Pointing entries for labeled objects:
++++++++++++++++++++
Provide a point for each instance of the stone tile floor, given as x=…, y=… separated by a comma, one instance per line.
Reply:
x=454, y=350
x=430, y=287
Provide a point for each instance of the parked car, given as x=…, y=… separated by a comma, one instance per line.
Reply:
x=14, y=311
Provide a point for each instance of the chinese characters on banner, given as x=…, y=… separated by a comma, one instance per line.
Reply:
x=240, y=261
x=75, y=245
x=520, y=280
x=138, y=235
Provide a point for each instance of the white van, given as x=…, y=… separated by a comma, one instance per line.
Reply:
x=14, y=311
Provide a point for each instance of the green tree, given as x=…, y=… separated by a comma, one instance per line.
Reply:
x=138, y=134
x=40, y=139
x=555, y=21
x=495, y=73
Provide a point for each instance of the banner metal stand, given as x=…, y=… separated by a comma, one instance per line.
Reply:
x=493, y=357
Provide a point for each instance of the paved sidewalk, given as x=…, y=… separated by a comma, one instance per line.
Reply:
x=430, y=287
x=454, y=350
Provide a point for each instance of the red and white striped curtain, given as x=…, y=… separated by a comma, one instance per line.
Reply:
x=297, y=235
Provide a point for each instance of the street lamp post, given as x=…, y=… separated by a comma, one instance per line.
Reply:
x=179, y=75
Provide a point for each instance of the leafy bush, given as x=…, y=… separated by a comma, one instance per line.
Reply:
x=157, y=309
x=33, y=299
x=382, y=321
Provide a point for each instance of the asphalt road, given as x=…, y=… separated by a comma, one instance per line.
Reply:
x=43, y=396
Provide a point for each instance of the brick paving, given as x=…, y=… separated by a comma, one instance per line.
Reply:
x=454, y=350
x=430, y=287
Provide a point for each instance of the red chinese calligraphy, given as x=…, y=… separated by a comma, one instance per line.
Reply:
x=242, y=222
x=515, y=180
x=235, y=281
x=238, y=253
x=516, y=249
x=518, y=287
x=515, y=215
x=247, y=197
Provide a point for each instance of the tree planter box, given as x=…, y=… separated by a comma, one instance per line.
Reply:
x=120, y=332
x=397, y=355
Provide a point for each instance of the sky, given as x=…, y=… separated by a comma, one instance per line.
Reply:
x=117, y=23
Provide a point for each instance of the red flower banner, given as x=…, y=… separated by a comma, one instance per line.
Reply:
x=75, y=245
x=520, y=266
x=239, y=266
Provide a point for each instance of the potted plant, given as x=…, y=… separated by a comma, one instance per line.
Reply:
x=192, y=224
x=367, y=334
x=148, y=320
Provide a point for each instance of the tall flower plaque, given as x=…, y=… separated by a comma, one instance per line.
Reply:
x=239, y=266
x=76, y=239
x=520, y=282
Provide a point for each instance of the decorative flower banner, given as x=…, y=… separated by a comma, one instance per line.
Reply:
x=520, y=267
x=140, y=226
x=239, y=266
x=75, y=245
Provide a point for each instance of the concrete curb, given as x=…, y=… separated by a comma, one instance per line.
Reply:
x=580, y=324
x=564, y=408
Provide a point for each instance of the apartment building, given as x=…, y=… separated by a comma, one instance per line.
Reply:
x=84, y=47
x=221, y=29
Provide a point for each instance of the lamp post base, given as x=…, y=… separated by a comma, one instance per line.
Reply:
++++++++++++++++++++
Short problem:
Please return every item above word for word, from its first line through its last.

The answer:
Provide a point for each instance of the stone tile floor, given as x=…, y=… separated by a comma, one instance per line.
Reply:
x=454, y=350
x=430, y=287
Provide a point for each instance of the parked car, given as x=…, y=… separated by a comma, one instance per line.
Reply:
x=14, y=311
Provide a point for each instance of the chinese characters on banner, given as x=…, y=… separated by a comma, one instance per line.
Reply:
x=240, y=261
x=75, y=245
x=520, y=280
x=138, y=235
Provide a point for each instance of the white van, given as x=…, y=… separated by a comma, one instance per line.
Reply:
x=14, y=311
Provide a point for each instance of the green tree, given as x=…, y=… separated by a comma, one instance per line.
Reply:
x=138, y=134
x=40, y=139
x=555, y=21
x=495, y=73
Provide a point for each instance of the banner metal stand, given as x=…, y=… separated by a comma, one instance per line.
Reply:
x=493, y=357
Provide a point for each instance of the paved sidewalk, given as x=…, y=… separated by a comma, one instance per line.
Reply:
x=430, y=287
x=454, y=350
Provide a point for each instance of the red and white striped curtain, given as x=…, y=… separated by a comma, one instance per line.
Reply:
x=297, y=235
Provide a point for each instance of the street lamp post, given as x=…, y=… separated by a comma, one instance per line.
Reply:
x=179, y=75
Provide a point for each instance of the leafy bush, given as x=…, y=… separated by a comma, one instance per line.
Reply:
x=157, y=309
x=33, y=299
x=382, y=321
Provide a point for each instance of the asphalt road, given as x=…, y=… separated by a comma, one instance per line.
Reply:
x=43, y=396
Provide a point for each instance of the brick paving, given as x=…, y=… separated by a comma, one instance per line.
Reply:
x=454, y=350
x=430, y=287
Provide a point for each instance of the red chinese calligraphy, given as x=…, y=… separated by a comma, one instance per line.
Reply:
x=242, y=222
x=515, y=180
x=235, y=281
x=238, y=253
x=516, y=249
x=518, y=287
x=515, y=215
x=247, y=197
Provide a point for each instance of the tree planter box, given as x=…, y=… separated by a comma, one instance per line.
Reply:
x=120, y=332
x=397, y=355
Provide a point for each instance of the sky, given as x=…, y=… separated by a comma, one instance per line.
Reply:
x=117, y=23
Provide a point for each instance of the red flower banner, given as x=…, y=… separated by a comma, one instance per line.
Reply:
x=75, y=245
x=520, y=266
x=239, y=266
Provide a point for each instance of the potted plant, given as x=…, y=… separated by a comma, one instance per line.
Reply:
x=192, y=224
x=367, y=334
x=148, y=320
Provide a point for each instance of the tall flower plaque, given as x=…, y=… separated by a comma, one instance per line.
Reply:
x=239, y=266
x=76, y=239
x=520, y=282
Provide a point for each instance of the decorative flower banner, given as x=…, y=… separated by a comma, one instance per line.
Reply:
x=520, y=267
x=140, y=226
x=239, y=266
x=75, y=245
Provide a point for each instance of the concrete curb, given as x=…, y=… separated by a comma, one instance per line.
Reply:
x=580, y=324
x=564, y=408
Provide a point for each instance of the apartment building, given as x=…, y=… separated by a comma, one instance per line.
Reply:
x=84, y=47
x=221, y=29
Provide a point for each instance of the lamp post base, given as x=…, y=… separated by a comma, one instance per line.
Reply:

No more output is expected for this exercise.